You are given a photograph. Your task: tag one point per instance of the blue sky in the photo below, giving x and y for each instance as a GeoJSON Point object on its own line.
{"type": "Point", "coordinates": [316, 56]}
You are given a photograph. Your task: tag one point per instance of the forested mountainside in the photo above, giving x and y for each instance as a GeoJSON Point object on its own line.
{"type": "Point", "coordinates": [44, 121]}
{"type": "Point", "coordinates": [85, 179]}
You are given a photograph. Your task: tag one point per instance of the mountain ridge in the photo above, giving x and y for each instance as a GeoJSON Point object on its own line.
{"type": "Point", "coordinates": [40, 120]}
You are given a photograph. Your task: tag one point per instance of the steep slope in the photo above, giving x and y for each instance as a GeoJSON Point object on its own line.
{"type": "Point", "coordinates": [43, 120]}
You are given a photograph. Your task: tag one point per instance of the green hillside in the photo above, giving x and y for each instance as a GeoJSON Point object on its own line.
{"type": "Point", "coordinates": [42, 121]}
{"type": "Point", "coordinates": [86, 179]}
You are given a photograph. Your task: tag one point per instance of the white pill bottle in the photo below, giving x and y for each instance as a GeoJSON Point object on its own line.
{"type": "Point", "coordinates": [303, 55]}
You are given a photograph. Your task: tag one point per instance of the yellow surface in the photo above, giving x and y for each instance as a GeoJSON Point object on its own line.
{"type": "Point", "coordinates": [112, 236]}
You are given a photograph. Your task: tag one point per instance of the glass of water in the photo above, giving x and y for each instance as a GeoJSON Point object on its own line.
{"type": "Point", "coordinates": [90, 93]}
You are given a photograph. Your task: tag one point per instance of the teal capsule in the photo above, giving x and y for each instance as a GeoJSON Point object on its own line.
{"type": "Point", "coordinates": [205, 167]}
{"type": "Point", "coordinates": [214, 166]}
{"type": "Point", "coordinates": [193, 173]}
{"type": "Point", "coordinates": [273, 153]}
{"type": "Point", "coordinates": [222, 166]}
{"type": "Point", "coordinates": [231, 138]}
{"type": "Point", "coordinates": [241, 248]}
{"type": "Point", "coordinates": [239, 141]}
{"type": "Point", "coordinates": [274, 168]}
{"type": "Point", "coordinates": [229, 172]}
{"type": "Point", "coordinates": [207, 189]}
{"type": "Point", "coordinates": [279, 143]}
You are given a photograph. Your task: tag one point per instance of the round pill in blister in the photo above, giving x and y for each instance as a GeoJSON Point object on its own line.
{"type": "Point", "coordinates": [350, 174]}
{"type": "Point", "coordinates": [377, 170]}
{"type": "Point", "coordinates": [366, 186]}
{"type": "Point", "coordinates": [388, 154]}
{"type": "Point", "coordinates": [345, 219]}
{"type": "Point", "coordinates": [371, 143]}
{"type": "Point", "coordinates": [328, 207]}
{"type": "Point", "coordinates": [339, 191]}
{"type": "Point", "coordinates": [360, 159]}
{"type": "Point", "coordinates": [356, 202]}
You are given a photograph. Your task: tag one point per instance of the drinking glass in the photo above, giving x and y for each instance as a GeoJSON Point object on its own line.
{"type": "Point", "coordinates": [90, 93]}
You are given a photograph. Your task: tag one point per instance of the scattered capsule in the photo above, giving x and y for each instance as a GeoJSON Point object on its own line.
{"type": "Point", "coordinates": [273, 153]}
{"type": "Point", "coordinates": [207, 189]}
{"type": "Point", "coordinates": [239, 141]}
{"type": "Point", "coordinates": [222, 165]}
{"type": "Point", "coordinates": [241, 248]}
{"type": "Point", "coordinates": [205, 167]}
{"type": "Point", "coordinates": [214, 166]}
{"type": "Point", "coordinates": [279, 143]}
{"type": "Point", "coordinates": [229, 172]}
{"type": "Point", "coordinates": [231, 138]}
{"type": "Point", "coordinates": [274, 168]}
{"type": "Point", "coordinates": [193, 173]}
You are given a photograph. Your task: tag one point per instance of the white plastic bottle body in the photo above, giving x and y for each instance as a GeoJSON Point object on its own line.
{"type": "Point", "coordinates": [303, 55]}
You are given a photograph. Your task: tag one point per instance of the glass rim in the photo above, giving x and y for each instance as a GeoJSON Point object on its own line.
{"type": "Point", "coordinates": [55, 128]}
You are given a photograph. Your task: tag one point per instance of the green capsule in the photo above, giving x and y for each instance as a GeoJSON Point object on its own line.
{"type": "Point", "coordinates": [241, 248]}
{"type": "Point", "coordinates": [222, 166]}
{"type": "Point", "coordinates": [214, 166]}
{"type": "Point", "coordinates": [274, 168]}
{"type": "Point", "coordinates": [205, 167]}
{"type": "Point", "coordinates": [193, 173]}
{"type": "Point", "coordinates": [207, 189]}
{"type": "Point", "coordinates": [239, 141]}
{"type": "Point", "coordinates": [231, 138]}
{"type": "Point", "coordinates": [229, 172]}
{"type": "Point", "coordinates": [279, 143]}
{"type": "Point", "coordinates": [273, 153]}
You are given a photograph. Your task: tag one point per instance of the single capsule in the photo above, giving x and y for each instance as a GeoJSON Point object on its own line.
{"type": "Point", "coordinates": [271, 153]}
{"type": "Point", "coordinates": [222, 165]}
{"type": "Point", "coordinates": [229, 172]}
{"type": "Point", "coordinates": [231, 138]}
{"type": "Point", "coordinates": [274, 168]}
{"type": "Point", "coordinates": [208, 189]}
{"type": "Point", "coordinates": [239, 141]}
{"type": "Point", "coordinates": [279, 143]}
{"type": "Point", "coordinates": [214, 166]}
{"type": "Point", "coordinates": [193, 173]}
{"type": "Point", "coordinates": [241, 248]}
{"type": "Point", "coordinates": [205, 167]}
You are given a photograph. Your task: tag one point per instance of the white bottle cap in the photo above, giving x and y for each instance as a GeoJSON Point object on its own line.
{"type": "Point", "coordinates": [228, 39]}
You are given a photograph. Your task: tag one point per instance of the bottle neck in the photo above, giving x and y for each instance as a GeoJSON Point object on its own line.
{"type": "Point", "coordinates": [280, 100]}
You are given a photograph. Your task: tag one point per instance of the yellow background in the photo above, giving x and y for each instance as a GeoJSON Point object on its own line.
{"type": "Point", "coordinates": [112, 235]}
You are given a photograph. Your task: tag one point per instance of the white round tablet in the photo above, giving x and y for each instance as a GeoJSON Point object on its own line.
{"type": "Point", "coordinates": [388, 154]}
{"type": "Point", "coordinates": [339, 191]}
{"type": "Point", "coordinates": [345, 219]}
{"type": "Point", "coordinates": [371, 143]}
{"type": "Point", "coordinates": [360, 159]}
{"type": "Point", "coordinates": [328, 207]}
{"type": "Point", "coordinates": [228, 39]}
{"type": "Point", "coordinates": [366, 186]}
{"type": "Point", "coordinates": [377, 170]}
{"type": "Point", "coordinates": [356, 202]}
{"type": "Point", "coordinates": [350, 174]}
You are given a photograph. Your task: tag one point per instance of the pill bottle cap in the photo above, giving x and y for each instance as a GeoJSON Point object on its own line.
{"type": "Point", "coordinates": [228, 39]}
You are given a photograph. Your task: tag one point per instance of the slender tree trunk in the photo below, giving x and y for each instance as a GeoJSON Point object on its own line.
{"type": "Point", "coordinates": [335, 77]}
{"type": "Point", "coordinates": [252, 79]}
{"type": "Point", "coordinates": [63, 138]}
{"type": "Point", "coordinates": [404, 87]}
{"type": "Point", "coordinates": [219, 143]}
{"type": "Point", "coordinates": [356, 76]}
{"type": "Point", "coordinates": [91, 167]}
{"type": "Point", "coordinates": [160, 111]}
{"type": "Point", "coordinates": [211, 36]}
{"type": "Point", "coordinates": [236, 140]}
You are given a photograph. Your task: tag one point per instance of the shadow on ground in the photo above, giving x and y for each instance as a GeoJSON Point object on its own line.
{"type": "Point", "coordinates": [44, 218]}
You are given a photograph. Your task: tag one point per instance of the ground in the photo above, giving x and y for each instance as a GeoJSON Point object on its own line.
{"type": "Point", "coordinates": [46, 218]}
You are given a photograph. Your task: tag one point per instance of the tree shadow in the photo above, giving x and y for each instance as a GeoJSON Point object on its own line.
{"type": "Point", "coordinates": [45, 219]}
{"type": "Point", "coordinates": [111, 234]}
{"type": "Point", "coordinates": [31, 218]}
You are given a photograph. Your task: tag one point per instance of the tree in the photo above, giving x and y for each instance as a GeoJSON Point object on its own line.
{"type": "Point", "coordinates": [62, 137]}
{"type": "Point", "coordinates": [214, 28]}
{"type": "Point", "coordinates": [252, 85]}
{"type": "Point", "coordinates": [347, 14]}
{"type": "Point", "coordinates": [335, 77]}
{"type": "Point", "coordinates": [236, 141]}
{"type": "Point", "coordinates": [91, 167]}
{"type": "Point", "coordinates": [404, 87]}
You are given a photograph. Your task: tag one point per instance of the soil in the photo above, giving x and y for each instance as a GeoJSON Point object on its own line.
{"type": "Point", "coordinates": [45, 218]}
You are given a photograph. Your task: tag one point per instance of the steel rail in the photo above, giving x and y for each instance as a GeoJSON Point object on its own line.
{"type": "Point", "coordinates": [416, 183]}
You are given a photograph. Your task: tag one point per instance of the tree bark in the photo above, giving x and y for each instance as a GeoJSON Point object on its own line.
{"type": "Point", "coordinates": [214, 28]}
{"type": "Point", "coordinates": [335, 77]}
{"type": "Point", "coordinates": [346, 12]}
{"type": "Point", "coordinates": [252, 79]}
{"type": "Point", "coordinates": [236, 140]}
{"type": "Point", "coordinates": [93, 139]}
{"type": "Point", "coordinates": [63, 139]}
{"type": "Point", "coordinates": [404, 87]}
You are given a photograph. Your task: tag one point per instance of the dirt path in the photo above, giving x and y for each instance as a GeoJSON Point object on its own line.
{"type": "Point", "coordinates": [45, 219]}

+++

Description of the task: Begin with the line that contains "of the dirt" and end with the last line of the data. Repeat those two lines and all between them exactly.

Answer to this problem:
You are given a photograph. Your task: tag one point per instance of the dirt path in the photo above, giving x and y for each instance as a GeoJSON Point object on its own line.
{"type": "Point", "coordinates": [45, 219]}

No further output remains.